● Prompt A
In the discussion of drug prohibition, which two places are named as examples where drug prohibition works quite well?
● Prompt B
Carry on the discussion of drug prohibition from its final sentence onward.

Well yes, they are criminals who have broken the law. Your argument is defeatist; drug prohibition works quite well in places like Japan and Singapore.
The current POTUS smoked cannabis regularly in his youth. Can you imagine how his career might have turned out differently if he was stuck in prison for a few months or years, because hey he's a criminal and he's broken the law? Which would have done more harm there, the drug or the criminal charges?
The question you need to ask yourself isn't whether or not your teenage kids - soon to become independent adults - will try weed. The question is, do you want them to be educated about potential harms and get ID'd until they turn 21, or risk them getting an illegal product that isn't tested from a violence-ridden cartel (that doesn't check IDs, by the way)?
I highly recommend that you educate yourself about this drug, as I'm not sure of what scale of harmfulness cannabis can be classified as a "hard drug" [1]. The New York Times' 2014 editorial board's writeup on this issue is thoroughly documented and excellent [2].
[0] https://www.drugabuse.gov/publications/drugfacts/high-school...
[1] https://en.wikipedia.org/wiki/Drug_harmfulness#/media/File:2...
[2] http://www.nytimes.com/interactive/2014/07/27/opinion/sunday...
People get addicted to drugs mainly because they self-medicate for anxiety or depression, that's what you should really worry about actually, concerning your children.
I am going to assume that you grew up in a country where alcohol was available to teenagers, to a greater or lesser extent. And yet you also - presumably - managed to avoid turning in to a raging alcoholic.
Despite the availability of drugs and alcohol, you managed to avoid becoming a slave to either of them.
The mere availability of drugs (of any kind) will not immediately turn your children in to stoners, alcoholics and junkies. The causes of addiction are deeper than that.
As you said, you know what it is like to be a teenager. Teenagers experiment with various things that adults would prefer they avoided. Given that fact, let me ask you this:
Assume your children are going to drink underage (it is statistically likely that they will). Would you prefer them to drink a) a bottle of beer that an older friend purchased on their behalf, or b) a jar of moonshine, which was homemade without any quality control, and might contain adulterants?

● Provided data

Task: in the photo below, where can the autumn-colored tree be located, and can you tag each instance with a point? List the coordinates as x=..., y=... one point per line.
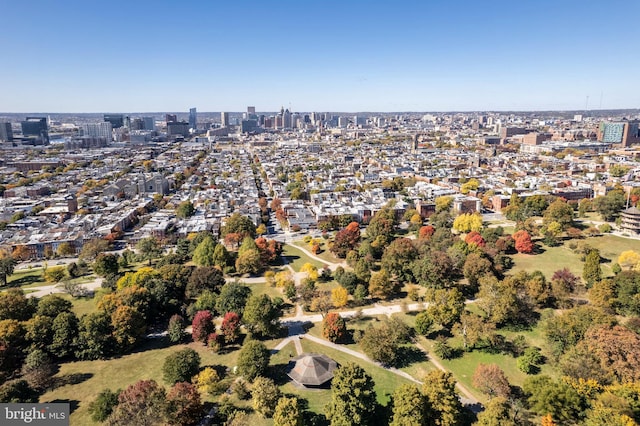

● Response box A
Japan and Singapore.

● Response box B
This is not a rhetorical question, or a snarky one - I'm genuinely curious as to which you would prefer.
> My point is that I don't want my kids being turned into stoners and that the law should be on MY side, not the guy pushing drugs on them.
You seem to be saying that your children will be turned in to stoners if cannabis is easily available to them. Given that alcohol will be available to them, do you worry that they will turn in to alcoholics?
If not, why not?
If so, are you also campaigning to return to the days of alcohol prohibition?
If weed is forbidden/taboo, there's a good chance that your child will come across a successful/popular/intelligent peer that completely discredits everything you've ever told them about "stoners". My fiance is in medical school at a highly selective school and from interacting with a lot of her peers socially I've been again amazed at how many regular smokers are highly intelligent, driven and successful. Once it's truly out in the open, these successes can have a lot more context and we'll truly be able to study and discuss what truth there is to the stoner stereotype.
Should it? It isn't on your side if they want to (as consenting adults): ride a motorcycle, drink alcohol, go heliskiing, visit a strip club, buy condoms, or go bungie jumping, for example.
Should all potentially harmful activities of any kind be criminalized as well, because you have kids and the law should be on your side?
EDIT, for clarity: But no one who advocates legalization is advocating the scenario you describe. Total fantasy.
Perhaps you mean that no parent wants their young child/teenager to use drugs? No one in this thread (or anyone at Meadow) is advocating for that, we are specifically discussing adult use.
If we can take anything away from this extrapolated conversation, it should be that it's important to become educated and informed about topics highly susceptible to misinformation.